■ **TASK TO CARRY OUT**: Rewrite the records from the line containing "occurrence of soccer" through the end of the records, changing "annotator" to "labeler" and keeping all else the same.

(Rows from a box-labeling dataset)

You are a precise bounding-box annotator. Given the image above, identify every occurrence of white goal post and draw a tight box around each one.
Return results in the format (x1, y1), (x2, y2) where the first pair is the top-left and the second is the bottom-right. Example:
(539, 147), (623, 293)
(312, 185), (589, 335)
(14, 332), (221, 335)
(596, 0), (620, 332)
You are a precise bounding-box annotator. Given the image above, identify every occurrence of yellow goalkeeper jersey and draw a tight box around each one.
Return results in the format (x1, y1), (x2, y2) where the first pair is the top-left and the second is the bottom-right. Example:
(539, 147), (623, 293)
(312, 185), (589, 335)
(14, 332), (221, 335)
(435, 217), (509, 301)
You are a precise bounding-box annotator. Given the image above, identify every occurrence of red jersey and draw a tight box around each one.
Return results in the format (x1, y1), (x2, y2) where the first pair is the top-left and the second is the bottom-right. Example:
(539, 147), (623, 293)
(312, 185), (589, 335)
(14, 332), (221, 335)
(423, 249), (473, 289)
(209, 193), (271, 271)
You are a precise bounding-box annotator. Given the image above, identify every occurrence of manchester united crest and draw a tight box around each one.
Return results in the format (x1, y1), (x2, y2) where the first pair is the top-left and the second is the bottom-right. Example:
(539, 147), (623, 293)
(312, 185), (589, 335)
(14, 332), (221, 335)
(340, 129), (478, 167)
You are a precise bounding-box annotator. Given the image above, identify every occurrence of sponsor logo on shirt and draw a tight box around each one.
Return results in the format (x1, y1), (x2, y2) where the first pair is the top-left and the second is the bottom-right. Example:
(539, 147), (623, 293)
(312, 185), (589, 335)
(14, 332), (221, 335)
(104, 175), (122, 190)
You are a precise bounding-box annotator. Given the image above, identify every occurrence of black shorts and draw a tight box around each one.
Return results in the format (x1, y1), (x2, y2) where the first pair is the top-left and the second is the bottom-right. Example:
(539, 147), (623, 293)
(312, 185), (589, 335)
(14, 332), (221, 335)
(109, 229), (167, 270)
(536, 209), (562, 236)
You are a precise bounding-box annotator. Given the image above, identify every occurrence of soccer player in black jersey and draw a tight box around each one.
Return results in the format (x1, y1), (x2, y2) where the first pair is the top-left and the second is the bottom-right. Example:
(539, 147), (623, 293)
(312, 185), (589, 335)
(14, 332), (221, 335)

■ **ANSWER TO THE PROBLEM**:
You are a precise bounding-box labeler. Given the image above, identify every occurrence of soccer player in black jersey and draw a tight box around each one.
Return results in the format (x1, y1), (x2, y2) where the first pair is the top-left and the second is the bottom-right. Example:
(539, 147), (623, 293)
(312, 185), (589, 335)
(14, 332), (221, 335)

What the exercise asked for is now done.